PROBLEM » An exact reprint of the listing is required, with no pictures included.
########################################
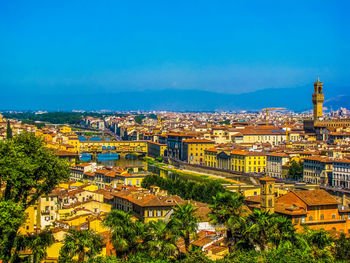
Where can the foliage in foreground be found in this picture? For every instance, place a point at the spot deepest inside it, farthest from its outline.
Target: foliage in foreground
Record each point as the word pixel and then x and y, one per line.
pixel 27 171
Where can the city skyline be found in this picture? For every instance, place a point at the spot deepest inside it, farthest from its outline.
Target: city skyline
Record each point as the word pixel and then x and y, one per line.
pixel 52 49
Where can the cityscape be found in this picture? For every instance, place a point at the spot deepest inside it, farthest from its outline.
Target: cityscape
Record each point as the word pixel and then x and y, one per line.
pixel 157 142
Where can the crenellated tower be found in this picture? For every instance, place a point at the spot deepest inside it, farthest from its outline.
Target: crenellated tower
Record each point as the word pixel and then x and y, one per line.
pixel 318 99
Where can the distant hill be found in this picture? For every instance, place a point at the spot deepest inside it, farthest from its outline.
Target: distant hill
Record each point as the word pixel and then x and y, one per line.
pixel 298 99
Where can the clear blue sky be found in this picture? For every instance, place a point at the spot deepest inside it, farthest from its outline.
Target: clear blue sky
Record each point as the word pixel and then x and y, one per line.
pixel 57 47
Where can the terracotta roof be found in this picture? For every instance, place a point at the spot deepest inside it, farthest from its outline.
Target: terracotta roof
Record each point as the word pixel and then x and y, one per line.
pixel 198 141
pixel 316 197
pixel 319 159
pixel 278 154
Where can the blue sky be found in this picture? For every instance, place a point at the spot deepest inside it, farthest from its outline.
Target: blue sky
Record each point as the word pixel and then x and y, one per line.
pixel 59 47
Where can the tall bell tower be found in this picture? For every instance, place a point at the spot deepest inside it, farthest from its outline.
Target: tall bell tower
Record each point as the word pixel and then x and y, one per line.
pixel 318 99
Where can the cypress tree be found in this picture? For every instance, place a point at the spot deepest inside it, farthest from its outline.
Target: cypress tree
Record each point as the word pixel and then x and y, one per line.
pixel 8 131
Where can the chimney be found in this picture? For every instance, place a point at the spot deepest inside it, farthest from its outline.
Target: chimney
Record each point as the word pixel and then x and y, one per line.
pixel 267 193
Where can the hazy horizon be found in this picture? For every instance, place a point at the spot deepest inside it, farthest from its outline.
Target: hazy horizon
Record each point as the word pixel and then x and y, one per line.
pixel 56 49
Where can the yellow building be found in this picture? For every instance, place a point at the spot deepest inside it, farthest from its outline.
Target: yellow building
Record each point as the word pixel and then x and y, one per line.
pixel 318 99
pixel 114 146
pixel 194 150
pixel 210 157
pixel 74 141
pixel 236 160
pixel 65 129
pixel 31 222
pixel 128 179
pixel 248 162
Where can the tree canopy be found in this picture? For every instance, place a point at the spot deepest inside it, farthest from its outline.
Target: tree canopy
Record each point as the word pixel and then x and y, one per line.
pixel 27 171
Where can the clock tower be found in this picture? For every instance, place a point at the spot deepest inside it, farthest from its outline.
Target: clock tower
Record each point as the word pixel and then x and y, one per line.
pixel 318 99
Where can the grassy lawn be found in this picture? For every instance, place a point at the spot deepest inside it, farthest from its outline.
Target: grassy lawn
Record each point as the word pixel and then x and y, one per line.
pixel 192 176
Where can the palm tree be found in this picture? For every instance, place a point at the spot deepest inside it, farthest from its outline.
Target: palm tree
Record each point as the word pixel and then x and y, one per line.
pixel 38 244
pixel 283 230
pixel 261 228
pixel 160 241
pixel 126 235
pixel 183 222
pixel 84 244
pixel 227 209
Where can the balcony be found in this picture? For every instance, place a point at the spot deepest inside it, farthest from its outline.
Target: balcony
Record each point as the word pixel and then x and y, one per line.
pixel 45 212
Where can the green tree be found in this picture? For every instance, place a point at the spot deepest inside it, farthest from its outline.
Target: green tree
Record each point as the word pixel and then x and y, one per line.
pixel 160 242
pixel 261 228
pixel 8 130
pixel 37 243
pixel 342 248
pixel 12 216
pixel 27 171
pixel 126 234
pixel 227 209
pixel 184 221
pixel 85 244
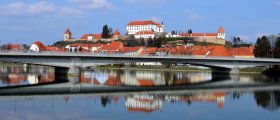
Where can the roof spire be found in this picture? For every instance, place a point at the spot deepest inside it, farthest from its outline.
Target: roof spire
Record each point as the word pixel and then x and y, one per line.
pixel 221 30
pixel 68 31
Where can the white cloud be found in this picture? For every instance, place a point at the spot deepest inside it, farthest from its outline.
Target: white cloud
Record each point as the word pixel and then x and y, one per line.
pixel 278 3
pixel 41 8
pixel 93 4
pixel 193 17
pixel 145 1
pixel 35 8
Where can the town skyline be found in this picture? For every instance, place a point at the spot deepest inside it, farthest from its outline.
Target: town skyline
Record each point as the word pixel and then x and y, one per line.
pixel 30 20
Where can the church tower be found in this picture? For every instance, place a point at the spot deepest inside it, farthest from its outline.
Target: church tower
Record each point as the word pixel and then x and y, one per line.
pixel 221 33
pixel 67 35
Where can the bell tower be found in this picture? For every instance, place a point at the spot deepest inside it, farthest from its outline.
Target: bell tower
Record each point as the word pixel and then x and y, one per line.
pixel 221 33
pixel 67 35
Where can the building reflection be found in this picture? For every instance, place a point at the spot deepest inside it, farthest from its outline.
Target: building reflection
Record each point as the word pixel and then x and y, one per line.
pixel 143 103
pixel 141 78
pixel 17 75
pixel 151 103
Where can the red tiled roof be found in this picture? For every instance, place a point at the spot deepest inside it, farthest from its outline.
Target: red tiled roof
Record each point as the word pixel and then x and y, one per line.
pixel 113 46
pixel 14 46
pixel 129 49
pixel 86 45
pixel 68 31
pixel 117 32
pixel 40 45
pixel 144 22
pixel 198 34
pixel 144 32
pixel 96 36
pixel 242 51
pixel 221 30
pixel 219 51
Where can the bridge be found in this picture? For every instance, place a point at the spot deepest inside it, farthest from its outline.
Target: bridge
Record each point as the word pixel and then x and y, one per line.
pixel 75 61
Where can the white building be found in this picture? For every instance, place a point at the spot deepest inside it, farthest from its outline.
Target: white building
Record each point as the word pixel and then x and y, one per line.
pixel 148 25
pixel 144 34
########################################
SOLVED PROBLEM »
Where can the foliage in foreground be found in this picture? For every instance, place a point at the spot deepest inside it, farthest from its outline.
Target: foliage in foreground
Record each point as the word pixel and then x and y, one per line.
pixel 27 171
Where can the city skyline be found in this picture? For every instance, place a point at the spot deepest inside it, farthest from its outline.
Target: city skyline
Record each point as the word pixel and then x and y, one per line.
pixel 52 49
Where can the cityscape be found in this picture? For every instance, place a point at the spot deepest inside it, farthest from its outline.
Target: cityscape
Record each point as the word pixel and then x and y, one per line.
pixel 157 142
Where can the crenellated tower be found in this picture? For every instance, place a point at the spot deepest inside it, farthest from its outline.
Target: crenellated tower
Record each point as the word pixel and then x and y, one per line.
pixel 318 99
Where can the distant hill be found in this picture? For every instance, place a point at the spot deepest inside it, farthest from its outline.
Target: distant hill
Record each point as the word pixel and then x and y, one per line.
pixel 298 99
Where can the clear blue sky be found in this picture? For every instance, place a point at the spot deepest inside it, farthest from its outline.
Target: clear blue sky
Record each point as the word pixel and then x and y, one per line.
pixel 57 47
Where can the terracotta roof be found in this picture? For every instance, place a point at the spot deepest inside it, farthest from its outline.
Target: terracotta roof
Record each point as the word pixel and then x and y, one per line.
pixel 198 141
pixel 316 197
pixel 319 159
pixel 278 154
Where can the blue sky be found in this picture? For every instance, place a point at the spot deepest inside it, farthest from its outline.
Target: blue sky
Record each point as the word pixel and then x and y, one per line.
pixel 59 47
Where can the tall bell tower be found in this picture? For every instance, place a point at the spot deepest inside it, farthest from its outline.
Target: tall bell tower
Record each point as the word pixel and then x and y, one per line.
pixel 318 99
Where can the cypress tree be found in this picture? For every instance, place a point at the spot deepest inside it, farthest from its outline.
Target: cypress tree
Record each point as the word pixel and then x and y, one per line.
pixel 8 131
Where can the chimney be found in this picture? For every instance, place a point at the spot deepest inside it, farthest from its outline.
Target: chimney
Record each point as the word pixel and then x and y, one per line.
pixel 267 193
Where can the hazy horizon be found in this picture? For every instance, place a point at the spot deepest inside it, farthest from its outline.
Target: hazy horizon
Record each point as the word pixel and then x and y, one per line.
pixel 56 49
Where can the yellow building be found in this picture? For every instance, place a point at the spot deepest inside it, farthest from its outline.
Target: yellow building
Record each point as the word pixel and then x and y, one per line.
pixel 318 99
pixel 114 146
pixel 194 150
pixel 210 157
pixel 74 141
pixel 236 160
pixel 65 129
pixel 31 222
pixel 128 179
pixel 248 162
Where can the tree canopy be found in this picture? For every instance, place a point at the spot deepest inside it, farthest from its outline.
Target: tree canopy
Record each point as the word pixel and then x and y, one per line.
pixel 27 171
Where can the clock tower be found in this picture? For every instance, place a point at the spot deepest inside it, farthest from its outline.
Target: clock tower
Record each point as the word pixel and then x and y, one per line.
pixel 318 99
Where can the grassy lawn be found in this picture? For every instance, place a point at the spot deepest inside it, farthest from its outline.
Target: grassy lawn
Record each point as the word pixel and then x and y, one per line.
pixel 192 176
Where can the palm tree be found in this picture? For every instance, place a point at the spot deepest inside it, farthest from its outline.
Target: palm tree
Record each point as the word pixel and then x and y, one per line.
pixel 38 244
pixel 283 230
pixel 261 228
pixel 160 241
pixel 126 235
pixel 183 222
pixel 84 244
pixel 227 209
Where can the balcony be found in this picture? For every instance, place a point at the spot deepest inside it, farthest from its outline.
Target: balcony
Record each point as the word pixel and then x and y, one per line.
pixel 45 212
Where can the green tree be found in this picture? For every instance, place a point at the spot deepest inside it, farthest from its outline.
Target: green tree
Record each point as the word pixel and then x and y, one per line.
pixel 160 242
pixel 261 228
pixel 8 130
pixel 37 243
pixel 342 248
pixel 12 216
pixel 27 171
pixel 126 234
pixel 227 209
pixel 184 221
pixel 85 244
Where can the roof spire be found in this picture? For every instance, place a point at the spot deepest inside it, farthest from its outline.
Target: roof spire
Record each point as the word pixel and then x and y, one per line.
pixel 221 30
pixel 68 31
Where can the white cloud be found in this picture? For every instance, place a point at the spot deepest inside it, farthest from its outline.
Target: white cloud
Record each point as the word pixel and then x and y, one per line.
pixel 278 3
pixel 41 8
pixel 93 4
pixel 193 17
pixel 145 1
pixel 35 8
Where can the town skyline be found in this picture? For every instance, place a point at the spot deepest inside it, farthest from its outline.
Target: town skyline
Record each point as the word pixel and then x and y, one per line.
pixel 30 20
Where can the church tower be found in this picture? For every instance, place a point at the spot deepest inside it, farthest from its outline.
Target: church tower
Record each point as the word pixel and then x and y, one per line.
pixel 221 33
pixel 67 35
Where can the bell tower be found in this picture? For every instance, place a point at the spot deepest inside it, farthest from its outline.
Target: bell tower
Record each point as the word pixel and then x and y, one per line.
pixel 221 33
pixel 67 35
Where can the building reflection be found in this picture? For every instance, place a point at the spot deepest inside it, farthest from its outline.
Target: building reflection
Record each point as the word pixel and then x and y, one per line.
pixel 143 103
pixel 141 78
pixel 17 75
pixel 151 103
Where can the red tiled roof be found in this picture? For every instance, place a point at the spot deepest inside it, farthest from its outline.
Target: red tiled roof
Record each point as the word pixel and then x and y, one per line.
pixel 113 46
pixel 14 46
pixel 129 49
pixel 86 45
pixel 68 31
pixel 117 32
pixel 40 45
pixel 144 22
pixel 198 34
pixel 144 32
pixel 96 36
pixel 242 51
pixel 221 30
pixel 219 51
Where can the bridge be found in this picture? For every instance, place a point at the spot deepest inside it, farthest from its outline.
Target: bridge
Record each point as the word pixel and then x and y, one per line.
pixel 75 61
Where can the white building be found in this picture? For every instance, place a point at the spot deepest inside it, farthest from its outline.
Target: white building
Record each point as the word pixel and then x and y, one per line.
pixel 148 25
pixel 144 34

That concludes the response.